→ **TASK DIRECTIONS**: Could you edit the lines from the one containing "leg, that would be a great help." through the end of the records, both included, so that "trace" becomes "draw" and everything else stays the same?

(Labeled contour records)
++++

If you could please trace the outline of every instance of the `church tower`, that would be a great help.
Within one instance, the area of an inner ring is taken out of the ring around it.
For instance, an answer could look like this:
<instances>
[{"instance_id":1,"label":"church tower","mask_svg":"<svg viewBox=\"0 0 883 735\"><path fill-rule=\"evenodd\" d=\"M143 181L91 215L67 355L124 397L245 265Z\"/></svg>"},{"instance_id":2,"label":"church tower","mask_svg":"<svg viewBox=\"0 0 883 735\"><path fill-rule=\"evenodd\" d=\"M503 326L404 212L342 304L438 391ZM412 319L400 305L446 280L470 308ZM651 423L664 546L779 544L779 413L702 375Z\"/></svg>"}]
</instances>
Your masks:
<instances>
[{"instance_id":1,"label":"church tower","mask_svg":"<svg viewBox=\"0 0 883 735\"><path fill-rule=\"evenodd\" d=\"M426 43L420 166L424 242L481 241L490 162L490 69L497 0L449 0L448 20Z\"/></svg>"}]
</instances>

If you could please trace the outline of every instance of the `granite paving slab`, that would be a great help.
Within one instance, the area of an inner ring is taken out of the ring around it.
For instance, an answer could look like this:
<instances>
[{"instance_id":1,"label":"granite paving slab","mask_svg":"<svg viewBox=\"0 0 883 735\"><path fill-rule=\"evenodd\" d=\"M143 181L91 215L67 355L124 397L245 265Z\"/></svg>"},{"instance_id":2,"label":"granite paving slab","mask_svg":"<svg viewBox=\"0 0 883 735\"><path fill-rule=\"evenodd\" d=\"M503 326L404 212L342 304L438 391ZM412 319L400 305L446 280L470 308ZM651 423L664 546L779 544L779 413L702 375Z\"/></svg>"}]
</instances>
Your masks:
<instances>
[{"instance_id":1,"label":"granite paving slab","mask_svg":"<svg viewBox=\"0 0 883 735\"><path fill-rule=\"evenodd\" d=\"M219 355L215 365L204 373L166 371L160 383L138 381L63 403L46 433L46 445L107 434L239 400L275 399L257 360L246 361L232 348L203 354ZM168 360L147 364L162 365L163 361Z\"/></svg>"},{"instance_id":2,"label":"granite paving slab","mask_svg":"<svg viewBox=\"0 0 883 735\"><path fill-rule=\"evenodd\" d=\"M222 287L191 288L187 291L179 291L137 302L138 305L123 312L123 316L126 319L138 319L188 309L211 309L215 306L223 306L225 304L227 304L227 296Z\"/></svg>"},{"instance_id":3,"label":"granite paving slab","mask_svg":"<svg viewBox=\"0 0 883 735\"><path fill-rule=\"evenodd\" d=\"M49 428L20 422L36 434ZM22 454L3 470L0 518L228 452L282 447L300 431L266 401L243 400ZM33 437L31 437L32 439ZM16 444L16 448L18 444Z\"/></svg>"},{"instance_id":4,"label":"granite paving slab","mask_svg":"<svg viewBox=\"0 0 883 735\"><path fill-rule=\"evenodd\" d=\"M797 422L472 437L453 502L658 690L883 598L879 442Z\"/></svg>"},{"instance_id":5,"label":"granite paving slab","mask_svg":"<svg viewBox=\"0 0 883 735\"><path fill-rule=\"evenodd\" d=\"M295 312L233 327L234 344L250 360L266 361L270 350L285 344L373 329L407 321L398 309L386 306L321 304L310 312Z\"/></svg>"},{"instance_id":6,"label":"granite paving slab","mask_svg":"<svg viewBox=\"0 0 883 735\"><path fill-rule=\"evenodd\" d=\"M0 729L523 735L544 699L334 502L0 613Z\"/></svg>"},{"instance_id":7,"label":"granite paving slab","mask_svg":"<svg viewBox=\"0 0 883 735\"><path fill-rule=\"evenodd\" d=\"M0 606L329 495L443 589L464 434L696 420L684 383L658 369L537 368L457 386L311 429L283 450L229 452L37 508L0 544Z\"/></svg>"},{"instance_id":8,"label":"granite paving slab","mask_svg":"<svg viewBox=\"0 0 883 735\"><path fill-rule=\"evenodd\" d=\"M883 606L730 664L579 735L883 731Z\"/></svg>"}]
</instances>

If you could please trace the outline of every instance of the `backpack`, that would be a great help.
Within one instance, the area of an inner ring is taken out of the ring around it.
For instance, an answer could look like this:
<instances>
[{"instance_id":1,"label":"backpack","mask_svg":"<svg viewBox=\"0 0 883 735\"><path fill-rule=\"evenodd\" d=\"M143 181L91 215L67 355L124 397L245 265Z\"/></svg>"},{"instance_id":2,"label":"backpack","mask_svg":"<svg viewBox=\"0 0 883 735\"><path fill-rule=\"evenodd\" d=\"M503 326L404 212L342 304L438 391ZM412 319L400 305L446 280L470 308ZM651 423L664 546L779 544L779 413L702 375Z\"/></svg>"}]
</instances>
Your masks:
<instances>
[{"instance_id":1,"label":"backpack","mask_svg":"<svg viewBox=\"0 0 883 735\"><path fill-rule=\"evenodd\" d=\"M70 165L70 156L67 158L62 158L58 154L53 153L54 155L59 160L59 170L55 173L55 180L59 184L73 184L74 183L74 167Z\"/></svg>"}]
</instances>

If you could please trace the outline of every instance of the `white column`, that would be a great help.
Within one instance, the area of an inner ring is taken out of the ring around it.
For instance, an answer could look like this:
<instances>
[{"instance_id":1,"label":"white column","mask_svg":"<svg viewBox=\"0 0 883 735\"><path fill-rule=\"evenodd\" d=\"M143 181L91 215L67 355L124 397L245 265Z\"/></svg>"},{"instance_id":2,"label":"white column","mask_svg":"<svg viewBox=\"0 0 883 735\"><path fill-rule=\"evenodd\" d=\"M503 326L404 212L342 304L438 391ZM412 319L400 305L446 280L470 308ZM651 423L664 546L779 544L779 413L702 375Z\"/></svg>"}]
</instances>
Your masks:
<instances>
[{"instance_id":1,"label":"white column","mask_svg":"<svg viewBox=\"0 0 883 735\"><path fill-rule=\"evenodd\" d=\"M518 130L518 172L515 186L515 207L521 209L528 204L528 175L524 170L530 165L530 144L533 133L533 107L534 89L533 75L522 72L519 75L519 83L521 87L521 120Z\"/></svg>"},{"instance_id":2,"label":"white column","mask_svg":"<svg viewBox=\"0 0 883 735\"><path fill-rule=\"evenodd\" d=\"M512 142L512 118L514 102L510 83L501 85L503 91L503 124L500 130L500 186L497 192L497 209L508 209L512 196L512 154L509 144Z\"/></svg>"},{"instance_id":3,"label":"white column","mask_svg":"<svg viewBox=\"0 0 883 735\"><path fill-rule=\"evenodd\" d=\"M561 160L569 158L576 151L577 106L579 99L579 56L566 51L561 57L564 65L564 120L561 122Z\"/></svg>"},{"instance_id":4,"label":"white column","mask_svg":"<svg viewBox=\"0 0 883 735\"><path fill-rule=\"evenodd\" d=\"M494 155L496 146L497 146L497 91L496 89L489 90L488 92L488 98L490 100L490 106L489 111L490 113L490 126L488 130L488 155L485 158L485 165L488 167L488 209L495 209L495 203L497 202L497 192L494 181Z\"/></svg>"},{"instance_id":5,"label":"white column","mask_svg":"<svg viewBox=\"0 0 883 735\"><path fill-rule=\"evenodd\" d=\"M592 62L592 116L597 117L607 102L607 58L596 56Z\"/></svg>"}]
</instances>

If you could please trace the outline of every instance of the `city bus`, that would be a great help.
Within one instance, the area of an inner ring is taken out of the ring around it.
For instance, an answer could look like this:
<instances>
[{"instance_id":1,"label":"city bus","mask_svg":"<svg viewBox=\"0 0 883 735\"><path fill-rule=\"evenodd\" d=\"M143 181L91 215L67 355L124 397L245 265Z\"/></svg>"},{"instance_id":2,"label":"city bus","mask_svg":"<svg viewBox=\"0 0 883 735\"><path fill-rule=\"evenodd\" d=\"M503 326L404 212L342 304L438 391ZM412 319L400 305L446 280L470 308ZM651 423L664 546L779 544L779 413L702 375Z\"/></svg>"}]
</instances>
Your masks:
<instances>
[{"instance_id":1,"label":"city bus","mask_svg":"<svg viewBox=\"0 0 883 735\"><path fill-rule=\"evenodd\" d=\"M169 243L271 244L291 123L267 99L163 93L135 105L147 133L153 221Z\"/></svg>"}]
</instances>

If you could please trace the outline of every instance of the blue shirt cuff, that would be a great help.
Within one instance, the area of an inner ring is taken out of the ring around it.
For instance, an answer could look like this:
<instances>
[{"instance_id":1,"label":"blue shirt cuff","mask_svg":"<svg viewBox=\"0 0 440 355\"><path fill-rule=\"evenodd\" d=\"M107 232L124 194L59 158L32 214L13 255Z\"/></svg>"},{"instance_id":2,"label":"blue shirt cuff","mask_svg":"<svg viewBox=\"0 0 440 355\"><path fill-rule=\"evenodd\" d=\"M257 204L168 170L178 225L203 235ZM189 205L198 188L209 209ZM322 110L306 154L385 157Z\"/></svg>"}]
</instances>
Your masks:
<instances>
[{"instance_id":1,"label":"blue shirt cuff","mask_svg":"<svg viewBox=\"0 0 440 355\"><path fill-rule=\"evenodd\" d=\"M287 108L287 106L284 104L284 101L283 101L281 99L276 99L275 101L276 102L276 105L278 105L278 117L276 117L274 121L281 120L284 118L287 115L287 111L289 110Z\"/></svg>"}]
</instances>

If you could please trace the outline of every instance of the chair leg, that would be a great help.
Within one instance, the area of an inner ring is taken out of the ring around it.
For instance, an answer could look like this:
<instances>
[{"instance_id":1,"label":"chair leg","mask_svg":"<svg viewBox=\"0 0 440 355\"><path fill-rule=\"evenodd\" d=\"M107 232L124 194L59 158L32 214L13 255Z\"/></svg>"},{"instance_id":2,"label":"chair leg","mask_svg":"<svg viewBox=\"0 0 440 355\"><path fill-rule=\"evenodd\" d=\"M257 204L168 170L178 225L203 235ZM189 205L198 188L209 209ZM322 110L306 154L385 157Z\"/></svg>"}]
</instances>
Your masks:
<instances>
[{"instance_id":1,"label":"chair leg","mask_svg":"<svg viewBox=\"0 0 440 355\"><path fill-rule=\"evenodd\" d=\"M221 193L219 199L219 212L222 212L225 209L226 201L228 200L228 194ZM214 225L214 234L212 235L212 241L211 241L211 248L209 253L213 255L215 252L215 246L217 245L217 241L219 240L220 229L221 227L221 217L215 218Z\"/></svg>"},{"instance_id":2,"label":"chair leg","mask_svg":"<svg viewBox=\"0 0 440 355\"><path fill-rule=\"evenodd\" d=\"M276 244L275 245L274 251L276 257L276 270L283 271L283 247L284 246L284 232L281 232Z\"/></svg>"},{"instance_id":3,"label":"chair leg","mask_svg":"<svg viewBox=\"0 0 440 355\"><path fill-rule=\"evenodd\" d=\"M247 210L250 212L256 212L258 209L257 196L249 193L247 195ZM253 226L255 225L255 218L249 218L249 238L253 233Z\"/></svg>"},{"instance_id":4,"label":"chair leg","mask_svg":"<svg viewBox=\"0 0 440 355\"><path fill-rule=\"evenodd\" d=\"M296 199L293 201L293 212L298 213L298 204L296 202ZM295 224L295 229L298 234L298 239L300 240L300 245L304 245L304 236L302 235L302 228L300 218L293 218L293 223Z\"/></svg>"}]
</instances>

++++

→ **TASK SOLUTION**:
If you could please draw the outline of every instance of the chair leg, that would be a great help.
Within one instance, the area of an inner ring is taken out of the ring around it.
For instance, an answer could look like this:
<instances>
[{"instance_id":1,"label":"chair leg","mask_svg":"<svg viewBox=\"0 0 440 355\"><path fill-rule=\"evenodd\" d=\"M107 232L124 194L59 158L32 214L13 255Z\"/></svg>"},{"instance_id":2,"label":"chair leg","mask_svg":"<svg viewBox=\"0 0 440 355\"><path fill-rule=\"evenodd\" d=\"M257 204L168 170L178 225L203 235ZM189 205L198 188L209 209ZM322 110L306 154L385 157Z\"/></svg>"}]
</instances>
Your masks:
<instances>
[{"instance_id":1,"label":"chair leg","mask_svg":"<svg viewBox=\"0 0 440 355\"><path fill-rule=\"evenodd\" d=\"M221 193L219 199L219 212L222 212L225 209L226 201L228 200L228 194ZM214 225L214 234L212 235L212 241L211 241L211 248L209 253L213 255L215 252L215 246L217 245L217 241L219 240L220 229L221 227L221 217L215 218Z\"/></svg>"},{"instance_id":2,"label":"chair leg","mask_svg":"<svg viewBox=\"0 0 440 355\"><path fill-rule=\"evenodd\" d=\"M276 244L275 245L274 251L276 257L276 270L283 271L283 247L284 246L284 232L281 232Z\"/></svg>"},{"instance_id":3,"label":"chair leg","mask_svg":"<svg viewBox=\"0 0 440 355\"><path fill-rule=\"evenodd\" d=\"M247 210L250 212L256 212L258 209L257 196L249 193L247 195ZM253 226L255 225L255 218L249 218L249 238L253 233Z\"/></svg>"},{"instance_id":4,"label":"chair leg","mask_svg":"<svg viewBox=\"0 0 440 355\"><path fill-rule=\"evenodd\" d=\"M296 199L293 201L293 212L298 213L298 204L296 202ZM295 224L295 229L298 234L298 239L300 240L300 245L304 245L304 236L302 235L302 228L300 218L293 218L293 223Z\"/></svg>"}]
</instances>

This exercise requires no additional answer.